• _Extracted data_
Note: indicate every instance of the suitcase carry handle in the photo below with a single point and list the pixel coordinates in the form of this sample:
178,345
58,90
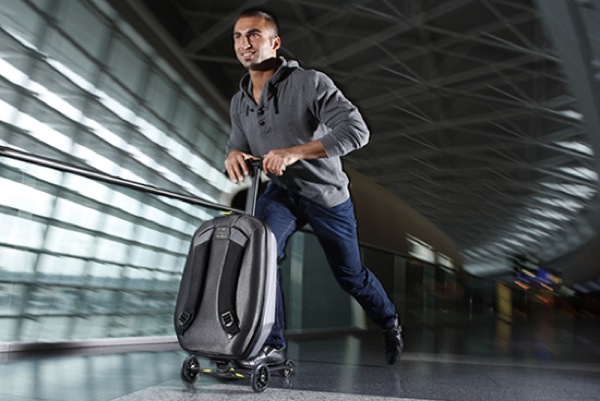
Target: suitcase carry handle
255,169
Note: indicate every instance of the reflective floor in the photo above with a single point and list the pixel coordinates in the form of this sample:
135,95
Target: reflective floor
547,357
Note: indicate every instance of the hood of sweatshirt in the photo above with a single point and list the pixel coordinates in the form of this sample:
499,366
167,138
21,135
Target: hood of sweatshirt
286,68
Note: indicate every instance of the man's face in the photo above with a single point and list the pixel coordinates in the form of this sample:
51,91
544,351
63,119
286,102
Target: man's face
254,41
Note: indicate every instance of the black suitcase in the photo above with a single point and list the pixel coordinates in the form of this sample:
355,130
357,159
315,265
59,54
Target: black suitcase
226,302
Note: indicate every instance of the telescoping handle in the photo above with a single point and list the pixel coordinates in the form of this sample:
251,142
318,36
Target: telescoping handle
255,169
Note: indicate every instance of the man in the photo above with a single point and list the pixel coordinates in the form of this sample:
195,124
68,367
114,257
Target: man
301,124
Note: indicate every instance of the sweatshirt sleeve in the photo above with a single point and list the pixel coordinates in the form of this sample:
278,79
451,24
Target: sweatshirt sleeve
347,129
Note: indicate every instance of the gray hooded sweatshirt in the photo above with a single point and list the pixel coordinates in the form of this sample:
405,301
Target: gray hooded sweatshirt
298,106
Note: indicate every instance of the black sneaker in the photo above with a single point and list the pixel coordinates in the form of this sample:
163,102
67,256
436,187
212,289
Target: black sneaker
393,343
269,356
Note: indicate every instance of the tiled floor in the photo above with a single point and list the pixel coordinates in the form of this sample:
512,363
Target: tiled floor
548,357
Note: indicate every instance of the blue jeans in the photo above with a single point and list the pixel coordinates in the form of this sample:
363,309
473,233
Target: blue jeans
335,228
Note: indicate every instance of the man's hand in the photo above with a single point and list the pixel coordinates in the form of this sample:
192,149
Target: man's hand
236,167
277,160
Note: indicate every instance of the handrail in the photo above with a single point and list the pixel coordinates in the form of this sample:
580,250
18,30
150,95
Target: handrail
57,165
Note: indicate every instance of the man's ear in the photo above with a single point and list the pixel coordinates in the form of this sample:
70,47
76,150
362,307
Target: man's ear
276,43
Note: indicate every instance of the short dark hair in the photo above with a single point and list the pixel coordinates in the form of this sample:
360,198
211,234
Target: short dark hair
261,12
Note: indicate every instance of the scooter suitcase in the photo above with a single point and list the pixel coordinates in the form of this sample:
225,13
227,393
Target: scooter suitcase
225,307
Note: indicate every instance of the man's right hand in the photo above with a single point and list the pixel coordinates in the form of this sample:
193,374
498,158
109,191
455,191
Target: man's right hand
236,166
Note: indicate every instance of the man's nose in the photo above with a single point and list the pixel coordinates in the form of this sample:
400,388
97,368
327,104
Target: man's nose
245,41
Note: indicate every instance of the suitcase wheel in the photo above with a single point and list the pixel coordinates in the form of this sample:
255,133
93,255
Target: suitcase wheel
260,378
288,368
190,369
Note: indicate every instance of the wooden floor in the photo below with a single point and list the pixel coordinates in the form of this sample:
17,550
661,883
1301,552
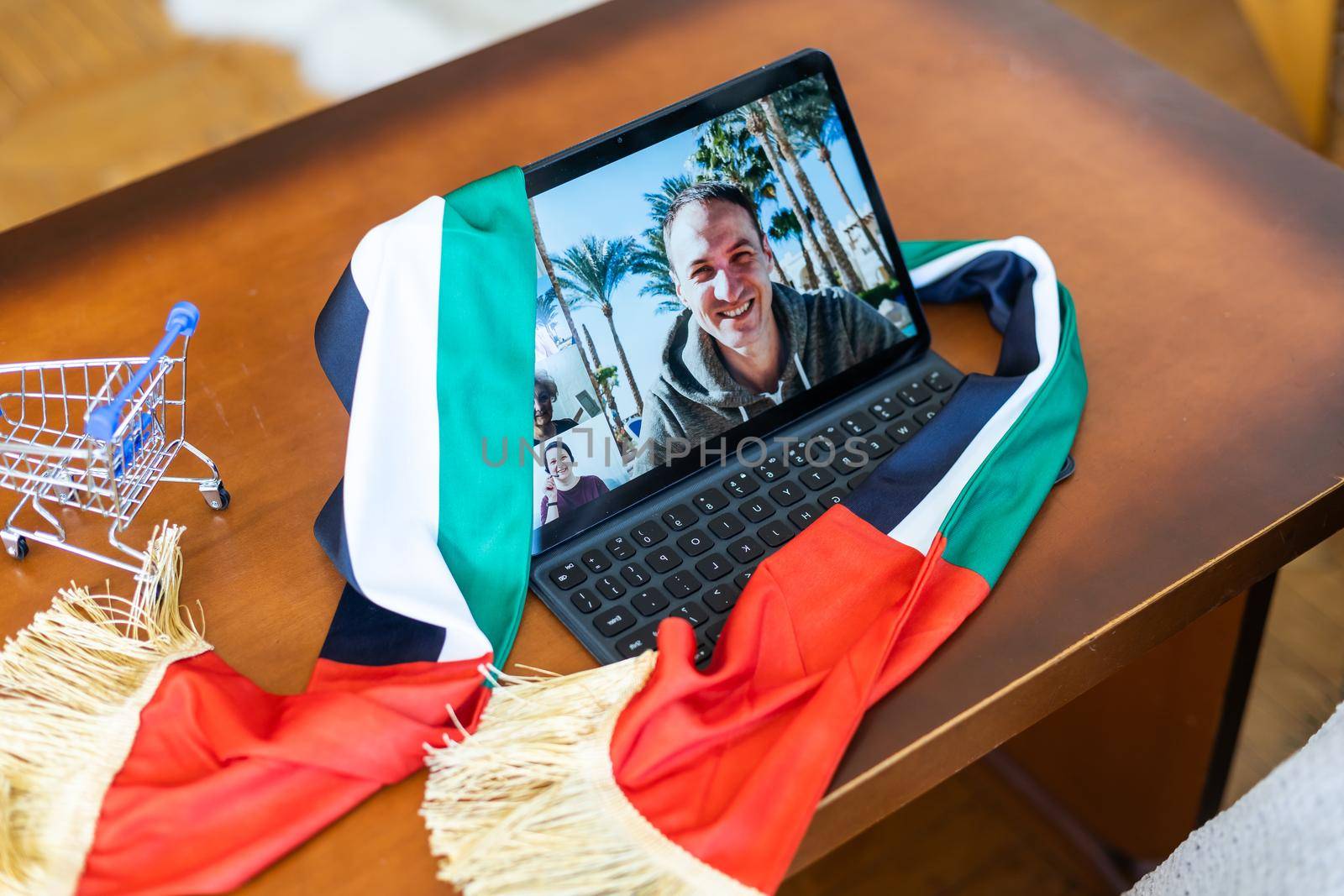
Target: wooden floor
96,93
--
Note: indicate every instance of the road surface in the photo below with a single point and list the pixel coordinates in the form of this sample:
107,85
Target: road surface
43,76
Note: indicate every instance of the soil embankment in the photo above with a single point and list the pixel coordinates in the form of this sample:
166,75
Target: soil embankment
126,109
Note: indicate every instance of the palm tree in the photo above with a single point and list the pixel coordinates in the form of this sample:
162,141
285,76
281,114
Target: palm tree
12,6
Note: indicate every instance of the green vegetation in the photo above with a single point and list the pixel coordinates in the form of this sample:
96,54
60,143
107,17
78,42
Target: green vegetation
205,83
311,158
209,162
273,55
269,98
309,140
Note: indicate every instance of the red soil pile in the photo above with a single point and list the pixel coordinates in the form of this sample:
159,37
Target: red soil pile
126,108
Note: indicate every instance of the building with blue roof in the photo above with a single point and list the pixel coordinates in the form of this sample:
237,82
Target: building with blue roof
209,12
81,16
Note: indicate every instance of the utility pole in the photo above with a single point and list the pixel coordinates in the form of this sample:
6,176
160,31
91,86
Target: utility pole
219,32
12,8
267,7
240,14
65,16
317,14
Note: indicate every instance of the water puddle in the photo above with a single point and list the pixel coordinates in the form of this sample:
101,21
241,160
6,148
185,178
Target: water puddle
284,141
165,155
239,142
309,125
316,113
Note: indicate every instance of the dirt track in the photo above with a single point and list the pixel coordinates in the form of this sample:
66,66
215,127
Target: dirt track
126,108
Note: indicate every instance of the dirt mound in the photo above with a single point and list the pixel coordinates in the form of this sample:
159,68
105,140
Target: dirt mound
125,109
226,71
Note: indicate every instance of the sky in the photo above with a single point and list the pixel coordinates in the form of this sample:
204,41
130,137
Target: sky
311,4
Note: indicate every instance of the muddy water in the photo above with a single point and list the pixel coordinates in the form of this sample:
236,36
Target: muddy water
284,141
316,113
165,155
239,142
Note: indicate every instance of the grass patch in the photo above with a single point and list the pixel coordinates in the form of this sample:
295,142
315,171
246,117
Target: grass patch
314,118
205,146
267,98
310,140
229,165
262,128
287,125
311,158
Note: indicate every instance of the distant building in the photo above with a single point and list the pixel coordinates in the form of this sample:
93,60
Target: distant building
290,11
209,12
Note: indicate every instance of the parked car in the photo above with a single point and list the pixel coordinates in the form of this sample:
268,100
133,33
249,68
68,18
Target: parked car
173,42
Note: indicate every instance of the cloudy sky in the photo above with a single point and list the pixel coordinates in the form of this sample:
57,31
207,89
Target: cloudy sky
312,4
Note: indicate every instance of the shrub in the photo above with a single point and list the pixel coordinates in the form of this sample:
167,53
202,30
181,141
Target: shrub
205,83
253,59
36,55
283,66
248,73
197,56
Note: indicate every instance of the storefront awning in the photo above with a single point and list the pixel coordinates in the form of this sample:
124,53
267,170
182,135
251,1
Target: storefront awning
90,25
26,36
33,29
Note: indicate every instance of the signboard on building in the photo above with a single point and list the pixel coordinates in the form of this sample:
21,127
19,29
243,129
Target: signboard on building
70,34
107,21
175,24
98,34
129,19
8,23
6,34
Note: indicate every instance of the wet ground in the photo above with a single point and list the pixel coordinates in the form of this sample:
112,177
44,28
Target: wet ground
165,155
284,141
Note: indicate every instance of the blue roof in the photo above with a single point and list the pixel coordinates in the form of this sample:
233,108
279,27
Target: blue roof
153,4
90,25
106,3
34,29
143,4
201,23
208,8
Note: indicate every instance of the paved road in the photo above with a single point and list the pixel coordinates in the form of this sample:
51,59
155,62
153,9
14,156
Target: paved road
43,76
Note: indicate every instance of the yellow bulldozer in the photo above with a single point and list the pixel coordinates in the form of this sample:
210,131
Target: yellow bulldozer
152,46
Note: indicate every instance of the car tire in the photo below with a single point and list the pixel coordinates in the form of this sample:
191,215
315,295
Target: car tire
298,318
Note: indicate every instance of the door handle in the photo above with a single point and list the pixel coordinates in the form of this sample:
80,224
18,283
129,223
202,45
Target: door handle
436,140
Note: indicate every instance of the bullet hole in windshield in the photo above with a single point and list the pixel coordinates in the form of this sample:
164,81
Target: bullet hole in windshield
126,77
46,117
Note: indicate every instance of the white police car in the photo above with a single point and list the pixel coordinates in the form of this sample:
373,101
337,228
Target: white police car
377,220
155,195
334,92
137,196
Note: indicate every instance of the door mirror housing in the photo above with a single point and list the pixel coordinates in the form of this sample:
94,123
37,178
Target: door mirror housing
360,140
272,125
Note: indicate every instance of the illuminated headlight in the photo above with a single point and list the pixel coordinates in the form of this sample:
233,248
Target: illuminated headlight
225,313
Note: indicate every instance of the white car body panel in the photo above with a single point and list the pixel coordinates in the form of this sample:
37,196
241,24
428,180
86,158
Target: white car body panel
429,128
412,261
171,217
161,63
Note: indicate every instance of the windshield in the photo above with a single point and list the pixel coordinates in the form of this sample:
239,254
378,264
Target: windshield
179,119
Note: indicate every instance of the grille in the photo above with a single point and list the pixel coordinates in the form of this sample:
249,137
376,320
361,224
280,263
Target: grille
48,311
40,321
==
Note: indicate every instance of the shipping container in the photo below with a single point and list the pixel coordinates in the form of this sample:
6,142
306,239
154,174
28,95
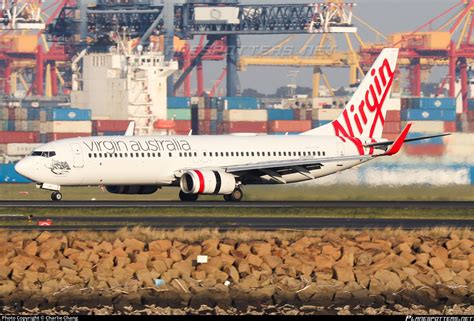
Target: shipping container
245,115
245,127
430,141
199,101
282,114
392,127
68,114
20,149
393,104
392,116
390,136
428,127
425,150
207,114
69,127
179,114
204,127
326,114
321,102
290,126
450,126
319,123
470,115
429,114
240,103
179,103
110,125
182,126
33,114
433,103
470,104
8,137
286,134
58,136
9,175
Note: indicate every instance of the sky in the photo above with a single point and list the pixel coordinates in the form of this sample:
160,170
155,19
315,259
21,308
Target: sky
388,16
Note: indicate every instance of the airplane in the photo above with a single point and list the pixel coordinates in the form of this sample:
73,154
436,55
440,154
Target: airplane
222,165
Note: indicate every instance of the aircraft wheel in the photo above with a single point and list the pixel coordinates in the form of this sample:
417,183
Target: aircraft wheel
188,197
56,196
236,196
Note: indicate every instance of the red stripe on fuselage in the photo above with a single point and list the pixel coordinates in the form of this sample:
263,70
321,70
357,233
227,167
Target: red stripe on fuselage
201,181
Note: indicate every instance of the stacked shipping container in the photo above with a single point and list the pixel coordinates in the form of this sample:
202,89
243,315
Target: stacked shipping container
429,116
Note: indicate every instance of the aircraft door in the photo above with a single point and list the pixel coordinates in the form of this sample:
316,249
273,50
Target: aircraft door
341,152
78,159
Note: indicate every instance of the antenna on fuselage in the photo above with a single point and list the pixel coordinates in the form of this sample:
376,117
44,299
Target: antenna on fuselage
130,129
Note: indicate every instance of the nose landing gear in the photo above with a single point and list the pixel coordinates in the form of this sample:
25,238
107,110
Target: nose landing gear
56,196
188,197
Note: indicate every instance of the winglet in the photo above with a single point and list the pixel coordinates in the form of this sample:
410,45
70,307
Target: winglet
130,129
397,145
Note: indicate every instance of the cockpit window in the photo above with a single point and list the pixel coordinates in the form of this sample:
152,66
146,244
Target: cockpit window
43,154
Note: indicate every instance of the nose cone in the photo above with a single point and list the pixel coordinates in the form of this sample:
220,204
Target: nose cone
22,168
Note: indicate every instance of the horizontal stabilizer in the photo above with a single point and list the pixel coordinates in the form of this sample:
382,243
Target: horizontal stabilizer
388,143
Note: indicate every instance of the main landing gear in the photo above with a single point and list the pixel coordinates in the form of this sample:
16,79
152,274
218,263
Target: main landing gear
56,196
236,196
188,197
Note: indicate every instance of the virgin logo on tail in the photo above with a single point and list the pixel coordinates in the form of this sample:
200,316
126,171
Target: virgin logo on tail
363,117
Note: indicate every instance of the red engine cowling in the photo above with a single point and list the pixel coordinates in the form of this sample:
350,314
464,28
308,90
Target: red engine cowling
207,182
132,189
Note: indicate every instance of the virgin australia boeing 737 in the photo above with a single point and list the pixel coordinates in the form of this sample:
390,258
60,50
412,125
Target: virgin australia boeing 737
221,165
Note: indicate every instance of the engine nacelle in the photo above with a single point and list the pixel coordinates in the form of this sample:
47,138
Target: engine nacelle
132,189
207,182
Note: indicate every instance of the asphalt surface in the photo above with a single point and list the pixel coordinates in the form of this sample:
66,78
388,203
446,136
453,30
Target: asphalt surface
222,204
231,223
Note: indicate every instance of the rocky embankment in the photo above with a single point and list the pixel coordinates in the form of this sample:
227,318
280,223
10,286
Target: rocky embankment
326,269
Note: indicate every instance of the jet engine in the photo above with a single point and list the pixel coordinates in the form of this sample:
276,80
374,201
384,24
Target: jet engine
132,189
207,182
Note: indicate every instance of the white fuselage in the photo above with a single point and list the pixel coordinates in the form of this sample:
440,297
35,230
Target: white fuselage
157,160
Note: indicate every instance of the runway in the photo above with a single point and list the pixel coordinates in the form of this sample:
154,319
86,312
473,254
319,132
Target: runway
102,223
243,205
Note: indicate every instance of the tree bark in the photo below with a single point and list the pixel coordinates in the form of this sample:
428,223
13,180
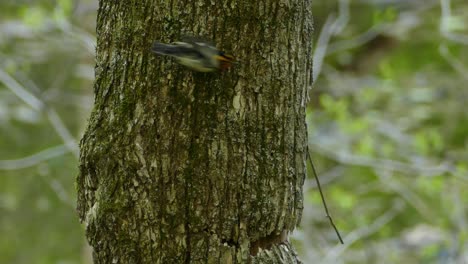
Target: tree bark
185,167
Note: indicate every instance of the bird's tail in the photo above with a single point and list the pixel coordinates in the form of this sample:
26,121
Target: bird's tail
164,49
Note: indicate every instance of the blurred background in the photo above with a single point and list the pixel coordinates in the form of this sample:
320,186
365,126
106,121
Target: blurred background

• _Problem requirements_
Pick out every line above that contains the word "gray", matching case, and copy each of those lines in full.

• _Answer to this problem_
Note: indicate every instance of the gray hooded sweatshirt in the photo above with a single point and list the pixel coordinates in the form of this sample:
Target: gray hooded sweatshirt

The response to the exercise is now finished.